BRANO FORNITO |
I suoni che vengono emessi da questo strumento sono di diverso tipo: note brevi, lunghe e interrotte; secondo una interpretazione esse sono emesse in onore dei patriarchi Abramo, Isacco e Giacobbe.
Rosh Ha-Shanà è chiamato anche Giorno del Ricordo, infatti la tradizione vuole che Dio proprio in questa data abbia finito la Sua opera di creazione e sarebbe stato creato Adamo, il primo uomo.
Un uso legato a questa giornata vede l’ebreo recarsi verso un corso d’acqua o verso il mare e lì recitare delle preghiere e svuotarsi le tasche, atto che rappresenta simbolicamente il disfarsi delle colpe commesse e un impegno simbolico a rigettare ogni cattivo comportamento, come scritto nel libro biblico di Michà : “Getterai i nostri peccati nelle profondità del mare”.
Gli ebrei azkenaziti in questo giorno vestono di bianco, simbolo di purezza e rinnovamento spirituale. Anche i rotoli della Torà e l’Arca vengono vestiti di questo colore. Quest’usanza può essere ricondotta al verso di Isaia (1:18) in cui è scritto: “quand’anche i vostri peccati fossero come lo scarlatto, diverranno bianchi come la neve”.
A Rosh Ha-Shanà si usa mangiare cibi il cui nome o la cui dolcezza possa essere ben augurante per l’anno a venire. Il pane tipico della festa assume una forma rotonda, a simbolo della corona di Dio e anche della ciclicità dell’anno. Con l’augurio che l’anno nuovo sia dolce, si usa mangiare uno spicchio di mela intinta nel miele. Si usa anche piantare dei semini di grano e di granturco che germoglieranno in questo periodo, in segno di prosperità. 

  

Il giorno dell’espiazione

Il dieci del mese di Tishrì cade lo Yom Kippur, giorno considerato come il più sacro e solenne del calendario ebraico.
E’ un giorno totalmente dedicato alla preghiera e alla penitenza e vuole l’ebreo consapevole dei propri peccati, chiedere perdono al Signore. E’ il giorno in cui secondo la tradizione Dio suggella il suo giudizio verso il singolo. Se tutti i primi dieci giorni di questo mese sono caratterizzati dall’introspezione e dalla preghiera, questo è un giorno di afflizione, infatti in Levitico 23:32 è scritto “voi affliggerete le vostre persone”. E’ un giorno di digiuno totale, in cui ci si astiene dal mangiare, dal bere e da qualsiasi lavoro o divertimento e ci si dedica solo al raccoglimento e alla preghiera; il digiuno che affligge il corpo ha lo scopo di rendere la mente libera da pensieri e di indicare la strada della meditazione e della preghiera.
Prima di Kippur si devono essere saldati i debiti morali e materiali che si hanno verso gli altri uomini. Si deve chiedere personalmente perdono a coloro che si è offesi: a Dio per le trasgressioni compiute verso di Lui, mentre quelle compiute verso gli altri uomini vanno personalmente risarcite e sanate.

MATERIALE ARCHIVIATO |
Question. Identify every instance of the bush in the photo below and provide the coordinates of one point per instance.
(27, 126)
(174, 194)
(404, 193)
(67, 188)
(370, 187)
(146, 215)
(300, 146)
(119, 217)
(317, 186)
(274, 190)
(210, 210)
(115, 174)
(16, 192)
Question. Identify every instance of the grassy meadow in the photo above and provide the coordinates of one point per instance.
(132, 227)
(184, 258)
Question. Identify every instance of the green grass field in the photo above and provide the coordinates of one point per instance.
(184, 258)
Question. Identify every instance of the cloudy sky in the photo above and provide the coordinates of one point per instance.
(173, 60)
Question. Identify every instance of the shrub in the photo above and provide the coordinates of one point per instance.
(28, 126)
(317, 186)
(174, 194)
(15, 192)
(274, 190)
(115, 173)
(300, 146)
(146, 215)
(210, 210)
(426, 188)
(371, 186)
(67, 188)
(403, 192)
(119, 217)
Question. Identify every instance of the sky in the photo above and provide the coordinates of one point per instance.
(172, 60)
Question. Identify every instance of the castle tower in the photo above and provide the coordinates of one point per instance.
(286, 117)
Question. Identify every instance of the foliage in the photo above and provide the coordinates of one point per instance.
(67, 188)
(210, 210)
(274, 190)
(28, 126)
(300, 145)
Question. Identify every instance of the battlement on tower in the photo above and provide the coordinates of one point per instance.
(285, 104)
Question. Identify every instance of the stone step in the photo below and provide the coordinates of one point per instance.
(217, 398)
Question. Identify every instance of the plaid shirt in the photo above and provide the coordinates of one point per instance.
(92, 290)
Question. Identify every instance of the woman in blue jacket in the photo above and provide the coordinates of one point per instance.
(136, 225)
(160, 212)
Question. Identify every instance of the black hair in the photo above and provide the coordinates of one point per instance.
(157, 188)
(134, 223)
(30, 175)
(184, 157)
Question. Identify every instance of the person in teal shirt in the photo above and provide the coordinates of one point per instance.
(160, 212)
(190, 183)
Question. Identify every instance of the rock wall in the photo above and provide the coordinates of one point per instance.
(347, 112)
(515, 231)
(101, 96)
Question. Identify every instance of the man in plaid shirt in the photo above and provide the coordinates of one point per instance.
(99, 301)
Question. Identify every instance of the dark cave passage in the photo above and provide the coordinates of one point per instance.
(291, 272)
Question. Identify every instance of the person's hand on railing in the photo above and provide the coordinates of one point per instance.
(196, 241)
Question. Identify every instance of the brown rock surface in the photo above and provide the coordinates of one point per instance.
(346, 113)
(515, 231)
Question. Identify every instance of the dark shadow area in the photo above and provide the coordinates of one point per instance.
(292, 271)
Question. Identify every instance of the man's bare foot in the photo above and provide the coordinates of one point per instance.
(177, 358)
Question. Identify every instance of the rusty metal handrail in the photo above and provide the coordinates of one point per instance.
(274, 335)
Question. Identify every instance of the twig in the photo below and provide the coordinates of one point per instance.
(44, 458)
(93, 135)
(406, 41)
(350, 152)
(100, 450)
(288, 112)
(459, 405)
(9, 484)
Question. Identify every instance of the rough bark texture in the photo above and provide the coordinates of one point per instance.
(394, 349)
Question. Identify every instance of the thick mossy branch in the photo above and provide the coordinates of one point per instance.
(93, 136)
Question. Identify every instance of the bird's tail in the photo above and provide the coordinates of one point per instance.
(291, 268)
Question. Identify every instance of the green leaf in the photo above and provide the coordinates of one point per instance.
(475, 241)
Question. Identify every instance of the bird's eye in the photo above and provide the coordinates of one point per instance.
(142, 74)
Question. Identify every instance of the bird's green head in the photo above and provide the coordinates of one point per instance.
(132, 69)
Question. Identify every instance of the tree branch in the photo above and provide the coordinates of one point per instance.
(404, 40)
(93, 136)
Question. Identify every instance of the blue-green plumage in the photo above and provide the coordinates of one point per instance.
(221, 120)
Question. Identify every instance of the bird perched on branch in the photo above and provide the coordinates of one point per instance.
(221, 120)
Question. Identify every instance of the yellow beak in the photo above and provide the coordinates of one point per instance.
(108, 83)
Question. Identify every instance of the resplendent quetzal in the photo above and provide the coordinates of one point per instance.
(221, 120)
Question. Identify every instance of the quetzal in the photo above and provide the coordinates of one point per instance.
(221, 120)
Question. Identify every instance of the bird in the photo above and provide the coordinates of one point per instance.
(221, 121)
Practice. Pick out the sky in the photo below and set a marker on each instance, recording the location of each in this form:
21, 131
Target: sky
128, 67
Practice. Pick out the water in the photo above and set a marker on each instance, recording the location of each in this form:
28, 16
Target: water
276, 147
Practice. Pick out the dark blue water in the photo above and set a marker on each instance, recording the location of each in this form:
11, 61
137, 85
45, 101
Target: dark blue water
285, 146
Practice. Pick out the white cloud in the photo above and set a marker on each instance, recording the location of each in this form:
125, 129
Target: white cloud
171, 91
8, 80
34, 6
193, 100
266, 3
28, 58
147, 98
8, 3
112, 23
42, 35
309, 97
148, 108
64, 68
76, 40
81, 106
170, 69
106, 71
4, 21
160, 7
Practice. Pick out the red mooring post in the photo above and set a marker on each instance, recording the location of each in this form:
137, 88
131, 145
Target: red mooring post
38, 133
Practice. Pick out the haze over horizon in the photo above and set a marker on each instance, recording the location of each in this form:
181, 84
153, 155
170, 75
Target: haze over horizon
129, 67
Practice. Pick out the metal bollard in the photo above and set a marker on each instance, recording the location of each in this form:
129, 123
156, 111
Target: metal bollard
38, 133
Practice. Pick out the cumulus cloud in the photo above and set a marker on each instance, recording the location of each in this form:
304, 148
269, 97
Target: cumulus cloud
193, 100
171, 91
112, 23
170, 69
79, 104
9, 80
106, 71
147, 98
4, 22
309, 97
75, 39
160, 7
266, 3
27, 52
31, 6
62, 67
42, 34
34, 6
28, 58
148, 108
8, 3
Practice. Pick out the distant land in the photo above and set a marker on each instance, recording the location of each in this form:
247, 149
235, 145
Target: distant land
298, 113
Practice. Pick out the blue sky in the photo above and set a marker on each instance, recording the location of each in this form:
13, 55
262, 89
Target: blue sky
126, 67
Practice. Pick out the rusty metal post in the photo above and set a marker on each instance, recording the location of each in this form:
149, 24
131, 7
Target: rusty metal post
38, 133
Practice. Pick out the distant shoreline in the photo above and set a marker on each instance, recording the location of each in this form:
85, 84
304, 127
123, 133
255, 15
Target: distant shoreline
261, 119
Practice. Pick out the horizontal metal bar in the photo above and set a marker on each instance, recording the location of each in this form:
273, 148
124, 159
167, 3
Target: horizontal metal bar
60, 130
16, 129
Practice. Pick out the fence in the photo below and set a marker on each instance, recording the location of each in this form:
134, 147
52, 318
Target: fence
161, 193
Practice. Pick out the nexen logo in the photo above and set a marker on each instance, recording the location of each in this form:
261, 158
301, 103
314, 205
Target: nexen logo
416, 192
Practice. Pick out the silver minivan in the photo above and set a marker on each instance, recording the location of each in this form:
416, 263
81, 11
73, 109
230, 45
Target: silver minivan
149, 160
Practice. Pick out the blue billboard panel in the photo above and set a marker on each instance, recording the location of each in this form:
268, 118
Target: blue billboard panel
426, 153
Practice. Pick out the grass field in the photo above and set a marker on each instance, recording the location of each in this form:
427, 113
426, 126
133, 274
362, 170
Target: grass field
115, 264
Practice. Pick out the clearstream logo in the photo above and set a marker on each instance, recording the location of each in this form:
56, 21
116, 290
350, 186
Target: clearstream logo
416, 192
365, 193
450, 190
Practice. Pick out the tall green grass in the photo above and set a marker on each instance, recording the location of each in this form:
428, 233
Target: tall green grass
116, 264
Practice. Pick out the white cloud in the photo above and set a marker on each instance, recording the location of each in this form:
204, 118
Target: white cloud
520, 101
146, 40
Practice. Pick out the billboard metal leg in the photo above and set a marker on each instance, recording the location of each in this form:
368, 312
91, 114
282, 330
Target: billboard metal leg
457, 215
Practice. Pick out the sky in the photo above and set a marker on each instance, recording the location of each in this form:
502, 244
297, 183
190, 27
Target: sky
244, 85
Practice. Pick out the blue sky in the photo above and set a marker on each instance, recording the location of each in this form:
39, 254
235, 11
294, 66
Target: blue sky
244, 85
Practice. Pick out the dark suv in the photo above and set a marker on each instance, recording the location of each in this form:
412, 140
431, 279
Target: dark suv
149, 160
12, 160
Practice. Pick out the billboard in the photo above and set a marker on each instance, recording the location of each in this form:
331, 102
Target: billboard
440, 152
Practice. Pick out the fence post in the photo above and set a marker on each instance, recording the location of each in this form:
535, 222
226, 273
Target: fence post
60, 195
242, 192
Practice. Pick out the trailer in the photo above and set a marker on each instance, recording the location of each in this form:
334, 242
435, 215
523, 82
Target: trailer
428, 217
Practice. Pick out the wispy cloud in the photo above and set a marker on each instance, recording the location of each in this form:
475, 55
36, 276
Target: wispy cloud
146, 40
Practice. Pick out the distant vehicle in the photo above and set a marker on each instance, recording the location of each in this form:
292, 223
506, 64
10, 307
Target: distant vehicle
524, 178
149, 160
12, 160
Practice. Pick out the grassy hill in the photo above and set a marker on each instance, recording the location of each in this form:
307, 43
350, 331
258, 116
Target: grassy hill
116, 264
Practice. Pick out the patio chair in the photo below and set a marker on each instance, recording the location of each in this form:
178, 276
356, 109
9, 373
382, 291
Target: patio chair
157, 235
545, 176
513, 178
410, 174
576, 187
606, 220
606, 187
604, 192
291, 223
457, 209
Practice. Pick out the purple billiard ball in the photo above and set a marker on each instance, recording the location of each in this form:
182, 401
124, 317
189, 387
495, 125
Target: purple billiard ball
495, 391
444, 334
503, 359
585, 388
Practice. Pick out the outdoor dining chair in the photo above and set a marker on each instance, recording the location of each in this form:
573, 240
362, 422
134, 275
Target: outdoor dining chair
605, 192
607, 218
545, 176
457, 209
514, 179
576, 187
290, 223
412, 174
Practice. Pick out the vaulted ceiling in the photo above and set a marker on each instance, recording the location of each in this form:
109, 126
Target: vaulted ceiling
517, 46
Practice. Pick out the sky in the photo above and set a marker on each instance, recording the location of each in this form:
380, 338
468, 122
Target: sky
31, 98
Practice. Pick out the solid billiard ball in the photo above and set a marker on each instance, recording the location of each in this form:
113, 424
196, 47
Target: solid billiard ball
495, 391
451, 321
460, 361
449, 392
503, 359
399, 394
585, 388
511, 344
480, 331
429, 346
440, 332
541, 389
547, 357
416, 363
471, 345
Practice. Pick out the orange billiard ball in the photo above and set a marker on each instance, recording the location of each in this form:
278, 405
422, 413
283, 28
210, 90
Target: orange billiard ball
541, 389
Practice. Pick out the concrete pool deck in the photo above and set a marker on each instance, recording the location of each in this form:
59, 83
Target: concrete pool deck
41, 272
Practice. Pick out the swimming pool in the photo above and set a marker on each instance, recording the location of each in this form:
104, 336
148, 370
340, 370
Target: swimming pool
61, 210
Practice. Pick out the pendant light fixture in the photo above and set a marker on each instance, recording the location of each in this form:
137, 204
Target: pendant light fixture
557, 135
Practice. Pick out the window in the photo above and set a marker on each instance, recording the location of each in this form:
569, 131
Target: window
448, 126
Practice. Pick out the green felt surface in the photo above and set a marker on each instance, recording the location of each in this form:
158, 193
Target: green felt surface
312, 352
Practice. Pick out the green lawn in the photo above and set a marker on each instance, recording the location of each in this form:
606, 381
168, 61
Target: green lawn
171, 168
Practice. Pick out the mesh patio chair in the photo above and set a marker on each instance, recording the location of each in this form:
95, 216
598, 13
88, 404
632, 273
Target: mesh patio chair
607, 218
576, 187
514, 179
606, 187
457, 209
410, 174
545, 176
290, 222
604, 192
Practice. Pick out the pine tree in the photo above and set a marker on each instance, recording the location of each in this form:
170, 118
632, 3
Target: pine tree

ESERCIZI PROPOSTI |
1 > Trascriva alla lettera il passo del brano sulle festività ebraiche compreso tra "Gli ebrei azkenaziti" e "segno di prosperità.", estremi inclusi.
2 > Secondo un'interpretazione riportata nel brano sulle festività ebraiche, le note dello strumento sono emesse in onore di alcuni patriarchi: li elenchi tutti.

SOLUZIONI SVOLTE |
1 >
Gli ebrei azkenaziti in questo giorno vestono di bianco, simbolo di purezza e rinnovamento spirituale. Anche i rotoli della Torà e l’Arca vengono vestiti di questo colore. Quest’usanza può essere ricondotta al verso di Isaia (1:18) in cui è scritto: “quand’anche i vostri peccati fossero come lo scarlatto, diverranno bianchi come la neve”.
A Rosh Ha-Shanà si usa mangiare cibi il cui nome o la cui dolcezza possa essere ben augurante per l’anno a venire. Il pane tipico della festa assume una forma rotonda, a simbolo della corona di Dio e anche della ciclicità dell’anno. Con l’augurio che l’anno nuovo sia dolce, si usa mangiare uno spicchio di mela intinta nel miele. Si usa anche piantare dei semini di grano e di granturco che germoglieranno in questo periodo, in segno di prosperità.

2 > Abramo, Isacco, Giacobbe